-- Exercise goal --
Extract every line below, verbatim.

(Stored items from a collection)
Segment Open
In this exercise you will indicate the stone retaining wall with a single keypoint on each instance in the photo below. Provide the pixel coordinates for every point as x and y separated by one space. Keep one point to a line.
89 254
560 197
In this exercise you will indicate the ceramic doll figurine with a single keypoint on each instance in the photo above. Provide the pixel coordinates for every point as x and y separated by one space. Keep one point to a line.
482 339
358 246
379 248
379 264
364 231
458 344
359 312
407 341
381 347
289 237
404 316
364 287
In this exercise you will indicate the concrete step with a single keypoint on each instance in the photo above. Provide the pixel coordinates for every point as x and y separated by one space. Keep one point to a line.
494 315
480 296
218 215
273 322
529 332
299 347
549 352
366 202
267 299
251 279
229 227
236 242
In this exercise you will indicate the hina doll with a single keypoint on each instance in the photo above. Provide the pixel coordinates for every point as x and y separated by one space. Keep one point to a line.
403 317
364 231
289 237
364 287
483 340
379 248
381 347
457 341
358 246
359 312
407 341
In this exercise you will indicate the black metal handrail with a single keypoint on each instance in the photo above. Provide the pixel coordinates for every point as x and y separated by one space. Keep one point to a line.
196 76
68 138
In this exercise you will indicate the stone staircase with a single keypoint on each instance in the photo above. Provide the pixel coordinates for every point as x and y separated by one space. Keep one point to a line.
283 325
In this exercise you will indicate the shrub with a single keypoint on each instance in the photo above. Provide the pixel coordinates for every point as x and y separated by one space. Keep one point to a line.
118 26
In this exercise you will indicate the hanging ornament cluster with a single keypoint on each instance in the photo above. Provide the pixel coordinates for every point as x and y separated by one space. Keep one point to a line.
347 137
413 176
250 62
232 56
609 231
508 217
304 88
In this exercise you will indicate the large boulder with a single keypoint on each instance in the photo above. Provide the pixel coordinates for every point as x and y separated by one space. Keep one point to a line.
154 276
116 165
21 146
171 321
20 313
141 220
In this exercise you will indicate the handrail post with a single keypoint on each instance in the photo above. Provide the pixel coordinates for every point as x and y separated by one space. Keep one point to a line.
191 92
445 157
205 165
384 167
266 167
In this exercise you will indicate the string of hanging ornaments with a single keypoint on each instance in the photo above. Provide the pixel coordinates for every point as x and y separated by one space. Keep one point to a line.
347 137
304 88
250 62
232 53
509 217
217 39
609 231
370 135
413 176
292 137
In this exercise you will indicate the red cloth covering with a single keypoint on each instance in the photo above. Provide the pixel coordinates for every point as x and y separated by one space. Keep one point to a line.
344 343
Segment Closed
-- Answer area --
In this exercise you will indicate the stone retaining wall with a single keypoint on each instance in the photo below. Provide the pixel coordinates for every point as x and y separated by one space. Keep one point to a line.
89 254
560 197
In this exercise you will indicate the ceramic doll figurine with a single keypoint on each instance in the photo above. Provide the pixel coordinates for every point as x and y separated by one space. Keep one point to a line.
482 339
358 246
379 248
379 264
364 231
458 344
359 312
407 341
381 347
289 237
404 316
364 287
In this exercise you will indicate the concrete step with a single keypoint on each instance in the photo above. Provide the pixel coordinates for every point as x and y separated by one space. Keep one point to a line.
494 315
480 296
218 215
273 322
529 332
299 347
549 352
366 202
267 299
251 279
229 227
236 242
In this exercise you will indicate the hina doll with a single keypoint on each instance in the photo above. Provide the pixel coordinates for every point as x and y separated by one space. Keep one point to a line.
403 317
364 231
289 237
364 287
483 340
379 248
381 347
457 341
358 246
359 312
407 341
In this exercise you will indicate the black metal handrail with a single keypoint on each instance in the photo above. Provide the pixel coordinates for every point as x and y separated by one space. Keep one point to a line.
196 76
68 138
In this exercise you will indicate the stone staircase with a single keypoint on each instance in the photo above. Provide the pixel coordinates for every point as x and y separated by one space. Keep one point to a line.
283 325
In this exercise you will indicate the shrub with a single keypoint on each instance in the photo above. Provide the pixel coordinates for every point as x and y separated by one space. Keep one point to a line.
118 26
In this exercise you will indicate the hanging ornament cluster with a single keypoint on each instance in the photo above. Provide the pixel coordinates for every point as x and y separated by one space. Keep one point to a line.
347 137
413 176
250 62
232 56
609 231
508 217
304 88
In this exercise you will indicate the large boulder with a single keypoint on each instance in the photo above. Provide the pixel coordinates for every point as x and y separated by one space. Keep one point to a line.
154 276
116 165
21 146
171 321
20 313
141 220
In this exercise you will indicate the handrail post with a single keypoint on each instance in the photo above. Provide the pixel coordinates for every point as x and y separated by one space. Keep one point to a line.
191 92
445 157
205 165
384 167
266 167
In this exercise you will indicate the string of hanging ornaments with a single keypoint on each instance in the photo above. Provide the pixel coordinates for every point as x and y separated by one space. Keep one point to a line.
347 137
304 88
250 62
232 53
509 217
217 39
609 231
370 135
413 176
292 137
In this exercise you will indicate the red cloth covering with a single keypoint on each instance in the photo above. Provide the pixel coordinates for every point as x and y separated by one space. Keep one point to a line.
344 343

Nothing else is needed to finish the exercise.